In the copy, include every entry exactly but none of its images.

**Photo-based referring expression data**
□ □ □ □ □

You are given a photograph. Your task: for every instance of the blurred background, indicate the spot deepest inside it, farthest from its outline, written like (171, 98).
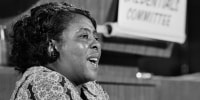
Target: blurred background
(130, 68)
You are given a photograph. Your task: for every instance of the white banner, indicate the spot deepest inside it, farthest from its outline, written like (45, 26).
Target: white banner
(157, 19)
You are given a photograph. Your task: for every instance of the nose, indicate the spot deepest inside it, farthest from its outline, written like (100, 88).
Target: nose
(95, 45)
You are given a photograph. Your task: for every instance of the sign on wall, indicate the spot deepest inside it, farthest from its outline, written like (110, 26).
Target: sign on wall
(157, 19)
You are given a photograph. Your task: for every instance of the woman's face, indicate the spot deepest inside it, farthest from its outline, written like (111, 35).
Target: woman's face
(80, 51)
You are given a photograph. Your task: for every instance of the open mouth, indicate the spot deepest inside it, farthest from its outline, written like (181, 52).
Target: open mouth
(93, 61)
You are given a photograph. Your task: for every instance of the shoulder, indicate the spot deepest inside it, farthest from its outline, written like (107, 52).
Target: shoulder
(94, 91)
(41, 83)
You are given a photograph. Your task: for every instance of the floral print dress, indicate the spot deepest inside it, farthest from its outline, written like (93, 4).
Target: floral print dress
(41, 83)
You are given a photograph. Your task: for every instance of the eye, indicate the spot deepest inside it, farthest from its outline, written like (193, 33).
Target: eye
(96, 37)
(84, 36)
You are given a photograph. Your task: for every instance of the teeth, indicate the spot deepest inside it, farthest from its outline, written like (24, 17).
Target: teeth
(94, 59)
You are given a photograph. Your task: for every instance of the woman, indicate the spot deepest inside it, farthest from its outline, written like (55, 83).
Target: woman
(57, 49)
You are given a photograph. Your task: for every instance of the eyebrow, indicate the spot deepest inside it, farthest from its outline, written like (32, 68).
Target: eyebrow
(87, 29)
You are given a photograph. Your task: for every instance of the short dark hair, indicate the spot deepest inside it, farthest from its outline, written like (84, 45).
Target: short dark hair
(31, 34)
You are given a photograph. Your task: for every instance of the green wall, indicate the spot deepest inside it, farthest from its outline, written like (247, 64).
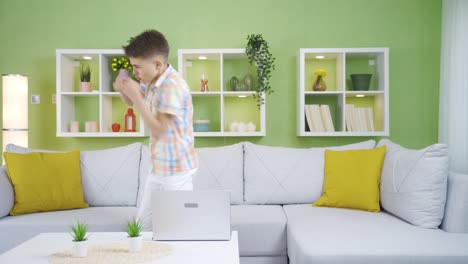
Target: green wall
(32, 30)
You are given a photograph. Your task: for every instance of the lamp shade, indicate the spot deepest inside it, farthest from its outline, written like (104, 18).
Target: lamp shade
(15, 109)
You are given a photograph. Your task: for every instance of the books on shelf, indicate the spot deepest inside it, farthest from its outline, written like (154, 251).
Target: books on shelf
(318, 118)
(359, 119)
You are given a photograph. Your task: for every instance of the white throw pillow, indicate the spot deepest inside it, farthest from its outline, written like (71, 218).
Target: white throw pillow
(413, 184)
(221, 168)
(280, 175)
(110, 176)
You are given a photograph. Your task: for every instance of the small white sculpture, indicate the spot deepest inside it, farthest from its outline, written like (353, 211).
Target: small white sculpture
(242, 127)
(234, 126)
(251, 127)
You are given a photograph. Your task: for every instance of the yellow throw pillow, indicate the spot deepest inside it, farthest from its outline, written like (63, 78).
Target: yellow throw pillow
(45, 181)
(352, 179)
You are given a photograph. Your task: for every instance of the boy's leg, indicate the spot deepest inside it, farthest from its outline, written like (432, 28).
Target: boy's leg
(153, 183)
(181, 182)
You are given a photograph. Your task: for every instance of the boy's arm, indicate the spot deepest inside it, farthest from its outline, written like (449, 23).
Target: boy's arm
(125, 99)
(155, 123)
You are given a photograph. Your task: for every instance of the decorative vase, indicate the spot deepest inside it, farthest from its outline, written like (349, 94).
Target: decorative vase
(234, 82)
(233, 126)
(80, 249)
(361, 81)
(204, 84)
(135, 244)
(242, 127)
(85, 87)
(248, 81)
(319, 84)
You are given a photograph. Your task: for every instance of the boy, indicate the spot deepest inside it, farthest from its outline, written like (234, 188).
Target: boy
(165, 104)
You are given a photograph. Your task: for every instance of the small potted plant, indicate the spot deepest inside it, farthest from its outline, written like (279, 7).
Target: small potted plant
(85, 78)
(259, 55)
(135, 240)
(80, 240)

□ □ □ □ □

**Exercise solution**
You are given a photograph. Your task: for every instance of the blurred background, indicate the spot deepest inside it, farthest from its outline, written like (171, 98).
Target: blurred background
(130, 68)
You are given a photograph. Your task: for every instance of the white banner, indicate the spot deepest inside it, farthest from its outline, written like (45, 26).
Target: white banner
(157, 19)
You are given a photograph. Your task: for every instance of the nose, indicate the spot deepest inside it, farthest from its outline, written like (100, 88).
Target: nose
(95, 45)
You are given a photograph. Your task: for every instance of the sign on wall, indicate the spot deepest inside it, farthest from its outline, written like (110, 26).
Target: sign on wall
(157, 19)
You are given a photograph. Your task: for every instance of the woman's face, indicate the spot deepest inside it, farthest from its outline, written like (111, 35).
Target: woman's face
(80, 51)
You are given a photograph. Your task: for every instance of the open mouth, indicate the spot deepest inside it, farthest from its outline, written like (181, 52).
Target: open mouth
(93, 61)
You are given a photograph. Your task: for every instance of the shoulder, indicate the spot deepest inside it, farthest from its outline, written like (107, 52).
Target: shoulder
(94, 91)
(41, 83)
You are given a photograph. Your task: for every instance of the floral print dress, indicate the spot deepest inside it, farthest from its outline, written like (93, 4).
Target: floral print dress
(41, 83)
You are given a photograph. Your task: for every instance of the eye, indicate the spot deepest inside it, farthest from its outline, written like (193, 33).
Target: eye
(96, 37)
(84, 36)
You are given a photograph. Your task: for every instance of the teeth, indicate the spot deepest inside it, farthest from its outline, written like (24, 17).
Target: teeth
(94, 59)
You are given a photograph. Your task: for every instance of the woman, indicate the spot deepest inside it, farthest from its outline, written like (55, 83).
Target: woman
(57, 49)
You are given a photograph. Your task: for every instance of the eyebrow, indicate the spot deepest inside it, farthest from its outline, written like (32, 68).
Target: eyebrow
(87, 29)
You are given a photograph. Your task: for every instance of the short dark hair, indicate the spot deepest inside it, farthest from its outline, written like (84, 45).
Target: short dark hair
(31, 34)
You are given a photograph. Your task: for every instance of the green wall, indicate the spot deepest inside it, farthest from its outline, written like (247, 64).
Target: green wall
(32, 30)
You are given a photograph. Your task: for every instance of the lamp shade, indicate the spot deepest inside it, farthest from its outline, written like (104, 18).
Target: lamp shade
(15, 109)
You are given a photograph. Your task: for every instance of the books on shelf, indicate the spot deepest inside it, farthest from its outline, written like (154, 251).
Target: books on shelf
(318, 118)
(359, 119)
You are given a photograph. Your task: for every instance of the white throw pillow, indicate the spot deepest inside it, farthest from its outline, written like (71, 218).
Target: white throw pillow
(413, 184)
(221, 168)
(280, 175)
(110, 176)
You are given a photograph. Your task: for every instance of the small white sculpture, indicate the spot deepest inside it, farthest from its outline, written like (353, 211).
Target: small white sculpture
(242, 127)
(234, 126)
(251, 127)
You are given a photograph. Your task: for every instance of the yellow throw pillow, indicate the spot deepest inside it, farthest from its outline, written like (63, 78).
Target: yellow throw pillow
(45, 181)
(352, 179)
You are given a photograph. Your task: for every instance of the boy's leg, indicate the spot deepest inside it, farthest from its outline, written like (432, 28).
Target: boy's leg
(153, 183)
(181, 182)
You are given a photograph. Your task: for every instance of the boy's arm, indicate the spot deepest inside it, farthest from its outline, written like (449, 23).
Target: boy's arm
(125, 99)
(155, 123)
You are given a photograph. Your task: for every instance of the decorative vase, indicate the spot deepest inside it, farthest from its outline, written like (349, 94).
Target: decorative vase
(234, 82)
(233, 126)
(80, 249)
(361, 81)
(204, 84)
(135, 244)
(242, 127)
(85, 87)
(248, 81)
(319, 84)
You are given a photograph. Your task: for every instance of the boy, indicate the spot deepest inside it, farthest from its outline, written like (234, 188).
Target: boy
(165, 104)
You are given a photograph. Your task: for every instance of the small potted plant, indicate the spot deepest inside it, farthest from its outline, written like (279, 7).
Target: small potted plant
(85, 78)
(259, 55)
(135, 240)
(80, 240)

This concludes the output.